--- WORK ORDER ---
Copy out each line of the data that includes the string "stone".

--- INFORMATION PROVIDED ---
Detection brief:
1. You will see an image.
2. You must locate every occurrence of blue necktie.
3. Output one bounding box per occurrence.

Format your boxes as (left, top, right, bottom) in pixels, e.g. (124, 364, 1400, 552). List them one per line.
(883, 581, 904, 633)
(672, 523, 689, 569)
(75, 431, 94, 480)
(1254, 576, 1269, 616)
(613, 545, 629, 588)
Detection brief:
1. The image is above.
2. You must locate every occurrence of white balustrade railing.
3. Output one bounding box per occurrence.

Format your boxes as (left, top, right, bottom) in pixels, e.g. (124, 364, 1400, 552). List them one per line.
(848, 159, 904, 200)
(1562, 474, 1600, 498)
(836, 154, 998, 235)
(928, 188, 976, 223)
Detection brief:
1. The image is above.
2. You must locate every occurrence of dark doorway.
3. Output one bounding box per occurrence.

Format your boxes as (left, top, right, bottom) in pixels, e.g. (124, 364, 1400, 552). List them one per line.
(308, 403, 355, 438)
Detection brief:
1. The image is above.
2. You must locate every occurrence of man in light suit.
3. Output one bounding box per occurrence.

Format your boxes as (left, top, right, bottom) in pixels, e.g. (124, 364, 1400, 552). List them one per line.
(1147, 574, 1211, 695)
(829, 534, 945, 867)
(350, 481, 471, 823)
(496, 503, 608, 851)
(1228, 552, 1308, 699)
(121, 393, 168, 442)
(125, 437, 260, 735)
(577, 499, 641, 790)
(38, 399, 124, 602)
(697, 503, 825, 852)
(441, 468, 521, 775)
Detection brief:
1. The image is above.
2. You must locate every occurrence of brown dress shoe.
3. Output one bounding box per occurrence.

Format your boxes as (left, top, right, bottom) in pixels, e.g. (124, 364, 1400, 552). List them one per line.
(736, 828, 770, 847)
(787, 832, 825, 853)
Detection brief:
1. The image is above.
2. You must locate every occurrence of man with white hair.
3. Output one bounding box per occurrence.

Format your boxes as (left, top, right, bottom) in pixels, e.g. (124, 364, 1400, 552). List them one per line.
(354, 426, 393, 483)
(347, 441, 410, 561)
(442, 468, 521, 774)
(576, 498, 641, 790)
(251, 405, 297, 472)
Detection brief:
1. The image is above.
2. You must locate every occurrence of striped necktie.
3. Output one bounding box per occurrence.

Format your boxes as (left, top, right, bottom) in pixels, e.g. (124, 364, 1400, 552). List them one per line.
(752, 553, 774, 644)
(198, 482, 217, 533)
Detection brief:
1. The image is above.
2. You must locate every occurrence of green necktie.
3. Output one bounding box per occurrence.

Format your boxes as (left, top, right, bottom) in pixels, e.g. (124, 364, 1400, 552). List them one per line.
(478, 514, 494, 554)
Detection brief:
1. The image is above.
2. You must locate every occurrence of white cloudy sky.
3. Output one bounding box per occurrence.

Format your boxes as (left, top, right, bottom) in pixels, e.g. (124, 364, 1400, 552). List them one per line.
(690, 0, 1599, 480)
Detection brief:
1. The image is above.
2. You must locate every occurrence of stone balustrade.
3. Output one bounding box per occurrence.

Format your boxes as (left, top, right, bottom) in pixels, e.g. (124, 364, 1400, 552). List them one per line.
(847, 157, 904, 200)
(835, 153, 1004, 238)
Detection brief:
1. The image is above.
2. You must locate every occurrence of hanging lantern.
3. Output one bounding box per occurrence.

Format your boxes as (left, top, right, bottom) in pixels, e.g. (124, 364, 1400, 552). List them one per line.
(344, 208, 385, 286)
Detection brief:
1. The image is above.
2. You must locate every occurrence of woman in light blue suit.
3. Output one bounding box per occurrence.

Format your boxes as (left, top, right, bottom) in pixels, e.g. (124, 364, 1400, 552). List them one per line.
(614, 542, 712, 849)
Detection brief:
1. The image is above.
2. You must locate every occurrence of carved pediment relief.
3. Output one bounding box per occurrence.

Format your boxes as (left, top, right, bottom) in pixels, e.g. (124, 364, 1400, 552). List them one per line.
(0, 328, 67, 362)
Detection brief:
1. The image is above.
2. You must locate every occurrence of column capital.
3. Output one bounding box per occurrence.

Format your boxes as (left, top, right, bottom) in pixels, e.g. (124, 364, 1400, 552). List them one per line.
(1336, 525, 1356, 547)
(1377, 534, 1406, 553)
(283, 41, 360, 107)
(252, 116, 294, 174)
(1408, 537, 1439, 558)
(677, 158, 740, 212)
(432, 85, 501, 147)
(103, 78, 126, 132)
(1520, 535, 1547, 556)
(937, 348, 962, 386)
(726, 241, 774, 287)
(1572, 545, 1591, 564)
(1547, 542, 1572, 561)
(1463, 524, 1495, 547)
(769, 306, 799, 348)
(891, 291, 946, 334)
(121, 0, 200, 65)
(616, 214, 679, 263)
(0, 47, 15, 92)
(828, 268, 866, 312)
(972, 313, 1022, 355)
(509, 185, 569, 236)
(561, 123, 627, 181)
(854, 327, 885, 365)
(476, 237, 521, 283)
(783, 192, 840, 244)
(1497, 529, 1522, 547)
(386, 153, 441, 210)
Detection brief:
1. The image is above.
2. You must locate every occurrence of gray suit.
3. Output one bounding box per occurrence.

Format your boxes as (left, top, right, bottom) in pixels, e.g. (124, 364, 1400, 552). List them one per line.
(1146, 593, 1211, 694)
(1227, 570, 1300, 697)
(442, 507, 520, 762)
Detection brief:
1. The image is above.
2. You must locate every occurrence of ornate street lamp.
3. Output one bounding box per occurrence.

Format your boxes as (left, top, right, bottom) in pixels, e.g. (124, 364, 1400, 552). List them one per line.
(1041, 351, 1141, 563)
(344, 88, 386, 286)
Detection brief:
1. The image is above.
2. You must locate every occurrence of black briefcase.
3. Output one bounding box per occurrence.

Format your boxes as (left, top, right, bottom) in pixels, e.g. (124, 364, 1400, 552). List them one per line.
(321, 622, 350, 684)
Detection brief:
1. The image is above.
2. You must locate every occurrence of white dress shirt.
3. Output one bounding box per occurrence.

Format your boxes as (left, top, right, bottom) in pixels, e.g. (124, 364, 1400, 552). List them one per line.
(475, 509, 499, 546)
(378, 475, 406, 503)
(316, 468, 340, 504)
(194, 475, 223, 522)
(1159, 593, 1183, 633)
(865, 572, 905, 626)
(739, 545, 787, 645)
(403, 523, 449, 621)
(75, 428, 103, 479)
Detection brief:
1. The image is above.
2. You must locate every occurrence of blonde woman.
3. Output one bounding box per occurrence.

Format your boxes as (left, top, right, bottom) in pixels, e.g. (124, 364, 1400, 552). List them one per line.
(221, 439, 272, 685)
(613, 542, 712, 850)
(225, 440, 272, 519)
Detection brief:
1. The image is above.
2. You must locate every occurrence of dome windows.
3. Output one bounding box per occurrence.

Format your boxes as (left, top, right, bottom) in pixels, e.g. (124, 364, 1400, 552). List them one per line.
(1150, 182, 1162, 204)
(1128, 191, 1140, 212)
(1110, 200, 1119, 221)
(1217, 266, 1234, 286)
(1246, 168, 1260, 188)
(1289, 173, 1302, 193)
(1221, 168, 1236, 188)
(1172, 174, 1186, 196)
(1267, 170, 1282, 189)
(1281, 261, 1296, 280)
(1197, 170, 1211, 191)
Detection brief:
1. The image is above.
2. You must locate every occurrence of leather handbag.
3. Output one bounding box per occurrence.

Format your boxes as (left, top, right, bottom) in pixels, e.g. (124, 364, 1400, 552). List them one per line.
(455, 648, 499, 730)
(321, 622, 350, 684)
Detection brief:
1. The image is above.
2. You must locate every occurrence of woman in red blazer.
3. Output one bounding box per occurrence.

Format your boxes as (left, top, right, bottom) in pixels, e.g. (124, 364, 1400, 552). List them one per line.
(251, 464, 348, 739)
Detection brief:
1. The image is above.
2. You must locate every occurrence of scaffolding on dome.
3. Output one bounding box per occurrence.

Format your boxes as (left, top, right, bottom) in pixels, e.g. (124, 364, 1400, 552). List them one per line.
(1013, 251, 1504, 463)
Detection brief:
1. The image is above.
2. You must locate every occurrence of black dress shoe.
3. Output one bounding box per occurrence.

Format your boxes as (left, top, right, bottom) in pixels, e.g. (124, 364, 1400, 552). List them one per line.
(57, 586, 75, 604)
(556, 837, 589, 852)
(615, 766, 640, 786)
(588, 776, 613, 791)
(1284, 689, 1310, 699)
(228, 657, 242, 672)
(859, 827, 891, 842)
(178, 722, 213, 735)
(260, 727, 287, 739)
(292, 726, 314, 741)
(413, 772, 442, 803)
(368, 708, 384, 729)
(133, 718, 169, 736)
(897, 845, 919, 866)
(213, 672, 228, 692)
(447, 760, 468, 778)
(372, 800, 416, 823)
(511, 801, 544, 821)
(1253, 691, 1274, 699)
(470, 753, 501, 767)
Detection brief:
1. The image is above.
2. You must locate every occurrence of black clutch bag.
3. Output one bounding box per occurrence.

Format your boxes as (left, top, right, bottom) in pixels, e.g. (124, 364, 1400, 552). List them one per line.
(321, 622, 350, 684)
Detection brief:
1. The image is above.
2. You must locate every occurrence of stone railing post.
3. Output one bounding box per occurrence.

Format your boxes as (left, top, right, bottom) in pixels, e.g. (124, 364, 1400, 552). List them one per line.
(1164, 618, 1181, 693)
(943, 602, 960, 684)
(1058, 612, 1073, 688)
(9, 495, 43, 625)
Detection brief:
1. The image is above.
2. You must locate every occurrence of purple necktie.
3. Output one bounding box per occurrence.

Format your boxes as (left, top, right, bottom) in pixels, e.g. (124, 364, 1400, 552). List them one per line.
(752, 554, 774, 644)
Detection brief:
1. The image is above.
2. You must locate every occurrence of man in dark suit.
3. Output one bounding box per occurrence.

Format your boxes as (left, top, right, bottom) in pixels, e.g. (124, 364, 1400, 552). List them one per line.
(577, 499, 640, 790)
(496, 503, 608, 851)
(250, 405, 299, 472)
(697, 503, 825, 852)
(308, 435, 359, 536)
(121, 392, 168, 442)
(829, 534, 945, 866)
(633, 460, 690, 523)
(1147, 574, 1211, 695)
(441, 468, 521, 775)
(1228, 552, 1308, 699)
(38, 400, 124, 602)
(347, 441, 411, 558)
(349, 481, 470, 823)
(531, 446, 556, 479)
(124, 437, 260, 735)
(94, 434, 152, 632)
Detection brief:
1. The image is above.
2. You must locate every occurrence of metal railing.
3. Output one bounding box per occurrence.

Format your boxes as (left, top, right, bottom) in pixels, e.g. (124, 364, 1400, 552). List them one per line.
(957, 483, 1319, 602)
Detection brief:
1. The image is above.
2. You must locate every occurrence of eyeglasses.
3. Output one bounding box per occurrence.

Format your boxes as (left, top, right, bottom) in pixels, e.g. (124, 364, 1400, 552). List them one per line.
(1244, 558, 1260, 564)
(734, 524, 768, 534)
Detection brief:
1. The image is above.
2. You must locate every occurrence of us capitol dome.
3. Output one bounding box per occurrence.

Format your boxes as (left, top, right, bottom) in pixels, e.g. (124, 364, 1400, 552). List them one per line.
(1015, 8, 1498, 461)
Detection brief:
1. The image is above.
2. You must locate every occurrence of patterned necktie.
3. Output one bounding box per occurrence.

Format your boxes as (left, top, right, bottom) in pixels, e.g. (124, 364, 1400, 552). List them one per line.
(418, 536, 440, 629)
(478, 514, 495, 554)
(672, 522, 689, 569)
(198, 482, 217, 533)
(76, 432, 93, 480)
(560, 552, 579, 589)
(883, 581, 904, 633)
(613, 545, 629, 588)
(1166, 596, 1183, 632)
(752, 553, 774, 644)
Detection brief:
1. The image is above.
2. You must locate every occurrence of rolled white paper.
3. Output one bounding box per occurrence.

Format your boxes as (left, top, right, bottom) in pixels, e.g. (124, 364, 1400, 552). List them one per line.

--- RESULT OF THE TASK ---
2. You must locate every occurrence of stone balustrade.
2. You must locate every occurrence of stone railing post.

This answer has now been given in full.